* [Page]
--- BEGIN ---

# Sure loc set up???



## SonnyThomas (Sep 10, 2006)

The Sure Loc sight frame is one of the best in the industry. I have 4 of them and no issues.

Explain your problem a bit more.


----------



## WOA Archery (Aug 18, 2011)

I am just trying to get everything leveled up correctly. Its tough for me to explain but when I get 2nd and 3rd axis leveled it looks like the scope is not square with the bow? I must admit I was a little displeases with the hex tube supposed to go into the round hole on the scope housing. I mean like square peg round hole? I am new so forgive my ignorance


----------



## edgerat (Dec 14, 2011)

Are you leveling the 2nd axis by shooting it and finding YOUR level or, putting it against something square and leveling it to that? 3rd axis isn't always going to appear square, if you torque the bow alot it is going to be tweaked to cover that


----------



## WOA Archery (Aug 18, 2011)

I prefer to do my leveling with it on the bow. I was told that is one of the best ways to do it?


----------



## edgerat (Dec 14, 2011)

I level mine to a square door-frame and then do the 3rd axis with me behind the string. I would rather be "level" than "my level" if that makes any sense? No one way better than the other just different ways of skinning the same cat.


----------



## carlosii (Feb 25, 2007)

i have found the Hamseka leveling device pretty good as a tool for setting my sure-loc. maybe its just me.


----------



## JF from VA (Dec 5, 2002)

It sounds to me like you might have some mis-matched parts. The hex-shaped armored scope rod sleeve should fit in a hex-shaped hole on the 3rd axis leveling block. The old leveling blocks had a round hole. This is what the newer ones look like: 

http://www.lancasterarchery.com/sure-locr-3rd-axis-leveling-block.html


----------



## WOA Archery (Aug 18, 2011)

JF from VA said:


> It sounds to me like you might have some mis-matched parts. The hex-shaped armored scope rod sleeve should fit in a hex-shaped hole on the 3rd axis leveling block. The old leveling blocks had a round hole. This is what the newer ones look like:
> 
> http://www.lancasterarchery.com/sure-locr-3rd-axis-leveling-block.html


Yea that is what mine looks like, however the hole on the side of the scope housing is round. The guy with sureloc said that hex tube was supposed to go in the round hole on the scope housing???


----------



## JF from VA (Dec 5, 2002)

Not quite sure what you mean by the round hole in the scope housing. Most scope housings have a 10-32 stainless rod that is used to attach the housing to the sight block. On a Sure Loc, the hex tube is provided to protect the 10-32 rod from breakage. On high peformance bows, scope rod breakage can sometimes be a problem. The hex tube should have 10-32 threads and should screw onto the scope rod like a big nut. Once you get it tightened down, the hex rod attaches to the 3rd Axis block. You may need a to add a couple washers to align the scope housing vertically.


----------



## SonnyThomas (Sep 10, 2006)

--- END ---

* [Provided data]
--- BEGIN ---

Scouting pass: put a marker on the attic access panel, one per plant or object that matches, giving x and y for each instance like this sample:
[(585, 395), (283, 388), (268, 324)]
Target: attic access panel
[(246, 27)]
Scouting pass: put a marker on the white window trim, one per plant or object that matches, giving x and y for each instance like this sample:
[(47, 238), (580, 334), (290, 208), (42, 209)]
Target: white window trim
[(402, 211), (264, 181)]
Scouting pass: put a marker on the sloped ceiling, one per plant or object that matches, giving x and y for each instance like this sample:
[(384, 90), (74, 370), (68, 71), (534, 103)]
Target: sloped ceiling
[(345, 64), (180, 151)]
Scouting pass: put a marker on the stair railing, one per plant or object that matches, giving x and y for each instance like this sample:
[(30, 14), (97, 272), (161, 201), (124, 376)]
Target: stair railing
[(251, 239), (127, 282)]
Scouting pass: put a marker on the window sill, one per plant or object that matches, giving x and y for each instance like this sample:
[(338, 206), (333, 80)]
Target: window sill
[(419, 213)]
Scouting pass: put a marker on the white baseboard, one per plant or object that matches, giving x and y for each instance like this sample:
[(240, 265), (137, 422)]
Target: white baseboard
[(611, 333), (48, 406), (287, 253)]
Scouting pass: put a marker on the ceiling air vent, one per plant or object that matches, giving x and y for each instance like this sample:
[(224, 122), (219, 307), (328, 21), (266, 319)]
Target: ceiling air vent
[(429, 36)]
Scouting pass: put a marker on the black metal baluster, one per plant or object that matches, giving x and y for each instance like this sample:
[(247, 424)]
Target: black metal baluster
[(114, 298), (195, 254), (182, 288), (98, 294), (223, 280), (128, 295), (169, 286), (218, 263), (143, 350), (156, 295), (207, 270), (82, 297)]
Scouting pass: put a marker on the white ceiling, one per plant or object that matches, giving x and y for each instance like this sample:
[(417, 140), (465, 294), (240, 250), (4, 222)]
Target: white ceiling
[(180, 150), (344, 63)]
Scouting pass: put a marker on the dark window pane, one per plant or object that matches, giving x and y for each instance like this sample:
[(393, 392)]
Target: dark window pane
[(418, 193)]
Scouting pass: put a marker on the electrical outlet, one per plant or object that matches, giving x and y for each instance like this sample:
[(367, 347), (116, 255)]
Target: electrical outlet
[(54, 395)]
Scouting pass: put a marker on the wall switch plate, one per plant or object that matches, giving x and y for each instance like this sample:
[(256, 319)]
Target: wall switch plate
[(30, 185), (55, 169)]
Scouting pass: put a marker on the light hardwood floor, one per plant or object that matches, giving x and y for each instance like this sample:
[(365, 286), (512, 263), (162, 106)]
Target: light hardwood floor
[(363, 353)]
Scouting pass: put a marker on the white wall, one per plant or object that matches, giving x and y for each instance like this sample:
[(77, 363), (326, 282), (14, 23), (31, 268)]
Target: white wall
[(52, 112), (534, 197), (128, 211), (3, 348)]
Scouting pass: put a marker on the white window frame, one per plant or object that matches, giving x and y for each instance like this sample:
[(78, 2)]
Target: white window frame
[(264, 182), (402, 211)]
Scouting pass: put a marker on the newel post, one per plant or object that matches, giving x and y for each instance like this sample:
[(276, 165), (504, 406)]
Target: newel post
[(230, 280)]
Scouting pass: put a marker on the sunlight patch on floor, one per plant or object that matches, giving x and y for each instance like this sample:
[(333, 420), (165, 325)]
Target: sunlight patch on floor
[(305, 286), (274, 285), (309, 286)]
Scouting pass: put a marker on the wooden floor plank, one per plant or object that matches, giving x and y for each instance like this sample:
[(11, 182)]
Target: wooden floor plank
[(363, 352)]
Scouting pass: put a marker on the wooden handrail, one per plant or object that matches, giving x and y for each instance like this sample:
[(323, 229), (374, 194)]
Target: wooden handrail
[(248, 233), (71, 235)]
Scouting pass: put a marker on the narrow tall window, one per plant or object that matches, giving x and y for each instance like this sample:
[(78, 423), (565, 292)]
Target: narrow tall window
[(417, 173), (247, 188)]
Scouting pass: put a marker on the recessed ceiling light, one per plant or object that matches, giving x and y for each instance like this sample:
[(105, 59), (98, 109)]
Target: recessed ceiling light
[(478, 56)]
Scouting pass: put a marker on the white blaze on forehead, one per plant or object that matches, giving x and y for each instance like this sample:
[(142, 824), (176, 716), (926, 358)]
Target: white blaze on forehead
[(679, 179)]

--- END ---

* [Directives]
A. Answer each question from the Sure Loc thread, one answer per line, marked like the question.
(i) How many Sure Loc sight frames does SonnyThomas say he has?
(ii) What does edgerat level the sight to before doing the 3rd axis?
(iii) What shape of hole did the old leveling blocks have?
B. In one to three sentences, explain why the Sure Loc thread says a hex tube is provided with a Sure Loc scope housing.
C. List every distinct username that heads a post in the Sure Loc thread.

* [Solutions in order]
A.
(i) 4
(ii) A square door-frame
(iii) Round

B. The hex tube is there to protect the 10-32 stainless scope rod from breakage. Scope rod breakage can sometimes be a problem on high performance bows.

C.
SonnyThomas
WOA Archery
edgerat
carlosii
JF from VA